- Task directions
In the interview excerpt about a bar mitzvah, what was the name of the tutor who prepared the speaker?

I don’t know. They’re not stories, they’re just like little things.

Tell me about your whole bar mitzvah process, or traditional things that people made you do or partake in.

What’s great about a bar mitzvah is when you’re a thirteen year old kid you don’t really know how to do anything, if that makes any sense. You think you are a capable human, but you’re clearly not. Because you’re thirteen years old. And you’ve never really had any responsibility, and you’ve never really had to do anything. So when I was training for my bar mitzvah, I had never really done that amount of work before. And it really kind of haven’t since. It speaks to my level of either work ethic or choice of career. But it taught me discipline. Because I realize I had kind of bailed on Hebrew school before then, and I really didn’t know a lot, and I wasn’t a particular student of the game. And so I got a tutor, an 80-something year old woman named Sarah Purcell, who was just kind of this five-foot-nothing lithe little force of nature, who just took no shit from anybody. And was very very good at teahing large amounts of material in a short amount of time. And so I buckled down for about six months and I learned my torah portion, my haftara, all of it. It was very intense and I studied constantly – listening to the tapes, she had made tapes of her singing it because it’s very hard to read – what’s really cool about Hebrew is that they actually have music built in to the language in certain places. And there are little tropes that you can use to identify what note or whatever thing to say. And I knew those for a brief period of time.

Did you learn both the torah trope and the haftara trope?

Yeah! I sang the whole thing. It was quite an endeavor. And then I wrote a speech, and I thought I was a writer – I wanted to be a writer since I was like eleven years old. I wrote this speech that was part of the bar mitzvah and the speech was the worst part of it. And I cannot. Just. Thinking about that speech makes me so sad. Just because – I recited something that I thought I was proud of in front of like 70 people and I was like, “this is a great speech you guys, I’m such a great writer,” and I failed so miserably. Everything else about – I thought I was being so deep, and I wasn’t; I think I quoted The Da Vinci Code in my speech – because every twelve-going-on-thirteen year old thinks The Da Vinci Code is so deep and interesting. And it’s so not. It was such a pseudo-intellectual moment. And I realized the second I stepped off the stage that’s just not that. Anyway. I don’t know.

Were your other friends going through this at the same time?

That was a really interesting period in my life. Just because, um… Some of my friends were. I did youth theatre and so that’s where most of my friends were. And a couple of them were inevitably Jewish. But for the most part, I uh… And my sixth-grade girlfriend. Who to this day is probably my only legitimate girlfriend. Um. That was a joke, but still kind of serious. She was going through it at the same time, I suppose. But it was very weird because I was about to move. And so I was kind of wrapping up with the three really close friends that I had had there. We were all very close – like not ALL of us were very close but I was very close with the three of them individually. And so – none of them were Jewish. In fact all of them were card-carrying Christians who’d go to church on Sunday. They really tried.

- Recorded data
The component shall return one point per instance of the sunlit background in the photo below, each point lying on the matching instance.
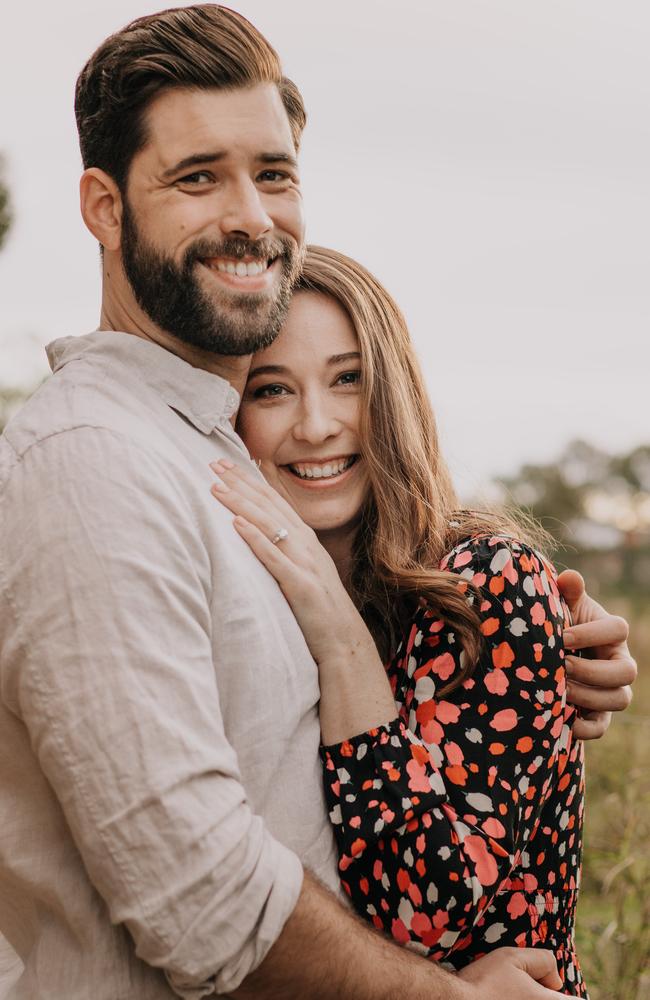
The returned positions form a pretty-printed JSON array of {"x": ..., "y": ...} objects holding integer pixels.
[{"x": 488, "y": 161}]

- Finished task
Sarah Purcell